[START]

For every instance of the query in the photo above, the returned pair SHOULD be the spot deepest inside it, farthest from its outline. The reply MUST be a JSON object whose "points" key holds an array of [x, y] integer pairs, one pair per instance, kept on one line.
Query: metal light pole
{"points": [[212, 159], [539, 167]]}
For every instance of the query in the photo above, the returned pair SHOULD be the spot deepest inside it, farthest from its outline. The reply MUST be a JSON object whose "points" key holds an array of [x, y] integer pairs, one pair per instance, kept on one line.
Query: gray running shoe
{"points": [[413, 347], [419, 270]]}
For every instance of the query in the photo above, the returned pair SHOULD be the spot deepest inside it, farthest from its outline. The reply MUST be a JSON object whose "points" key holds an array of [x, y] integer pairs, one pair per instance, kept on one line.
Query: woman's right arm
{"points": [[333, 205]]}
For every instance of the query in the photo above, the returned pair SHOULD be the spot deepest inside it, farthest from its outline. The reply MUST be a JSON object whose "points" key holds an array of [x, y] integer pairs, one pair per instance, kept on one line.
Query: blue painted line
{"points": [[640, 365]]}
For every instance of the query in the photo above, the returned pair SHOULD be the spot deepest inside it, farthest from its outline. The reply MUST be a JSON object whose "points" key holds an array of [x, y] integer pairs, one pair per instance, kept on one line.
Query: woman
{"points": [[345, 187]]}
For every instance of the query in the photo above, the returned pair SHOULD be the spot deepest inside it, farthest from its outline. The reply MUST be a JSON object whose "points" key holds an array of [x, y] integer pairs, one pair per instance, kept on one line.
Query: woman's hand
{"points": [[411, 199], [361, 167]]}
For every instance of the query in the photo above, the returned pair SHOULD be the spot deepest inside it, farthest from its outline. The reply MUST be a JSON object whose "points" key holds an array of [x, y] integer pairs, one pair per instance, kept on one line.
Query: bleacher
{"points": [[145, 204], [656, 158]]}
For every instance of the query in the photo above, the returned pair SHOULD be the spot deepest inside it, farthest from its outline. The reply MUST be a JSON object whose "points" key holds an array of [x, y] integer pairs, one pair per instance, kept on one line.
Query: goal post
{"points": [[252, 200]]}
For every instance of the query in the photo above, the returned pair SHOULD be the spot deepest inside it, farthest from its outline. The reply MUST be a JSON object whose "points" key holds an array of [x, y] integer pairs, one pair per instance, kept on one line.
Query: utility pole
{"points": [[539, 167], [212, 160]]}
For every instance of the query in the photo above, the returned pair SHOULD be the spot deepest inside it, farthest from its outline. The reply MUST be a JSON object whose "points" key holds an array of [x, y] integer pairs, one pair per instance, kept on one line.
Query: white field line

[END]

- SHORT EXERCISE: Extract each line from the listing above, please, and repeat it exactly.

- SOLUTION TO THIS TASK:
For every instance of the query in the photo above, the returned pair SHOULD be the spot deepest inside it, farthest from its outline. The reply MUST be a JSON object whose "points" key holds an array of [x, y] integer pairs, one pair per instance, kept on one line.
Query: metal light pole
{"points": [[212, 159], [539, 167]]}
For every instance of the query in the photo above, the returned pair SHOULD be the spot deepest inside it, farthest from its outline. The reply MUST be a JSON object whose "points" key holds an array of [x, y] integer pairs, one pair per instance, kept on one line.
Query: gray running shoe
{"points": [[413, 347], [419, 270]]}
For every instance of the query in the photo above, the returned pair SHOULD be the spot deepest inside it, farthest from its outline. The reply MUST be a JSON object whose "points" key holds an array of [x, y] integer pairs, one pair per instance, kept on one line.
Query: woman's right arm
{"points": [[333, 205]]}
For every instance of the query in the photo above, the returned pair SHOULD be the spot deepest inside it, farthest from its outline. The reply MUST be a JSON object whose "points" key holds an array of [x, y] integer pairs, one pair per instance, kept on one line.
Query: blue painted line
{"points": [[640, 365]]}
For every instance of the query in the photo above, the returned pair SHOULD be the spot deepest inside it, farthest from its outline. The reply MUST be a JSON object whose "points" key holds an array of [x, y] integer pairs, one pair per instance, kept on one line.
Query: woman
{"points": [[345, 187]]}
For every instance of the query in the photo above, the returned pair SHOULD be the spot deepest inside it, farthest from its outline. The reply MUST be a JSON object whose "points" key holds an array of [x, y] integer pairs, one pair per instance, kept on one line.
Query: woman's hand
{"points": [[411, 199], [361, 167]]}
For every instance of the query in the photo above, the returned pair SHOULD be the spot deepest inside it, farthest from its outline. The reply MUST be a JSON object whose "points" key holds an array of [x, y] integer pairs, one pair per instance, kept on one line.
Query: bleacher
{"points": [[145, 204], [656, 158]]}
For every instance of the query in the photo above, the returned pair SHOULD be the spot deepest inside it, farthest from its outline. The reply MUST be a JSON object whose "points" key holds an array of [x, y] integer pairs, one pair per instance, kept on one line.
Query: goal post
{"points": [[252, 200]]}
For every instance of the query in the photo above, the returned pair SHOULD be the spot deepest inside it, farthest from its outline. The reply MUST be a JSON object whose "points" key holds an array of [x, y] integer pairs, one pair per instance, kept on one line.
Query: utility pole
{"points": [[539, 167], [212, 160]]}
For every instance of the query in the photo above, the returned pair SHOULD be the spot deepest inside it, farthest from its outline. The reply MUST be a JSON object whose "points" key holds an array of [x, y] integer pairs, one pair per instance, kept on one line.
Query: white field line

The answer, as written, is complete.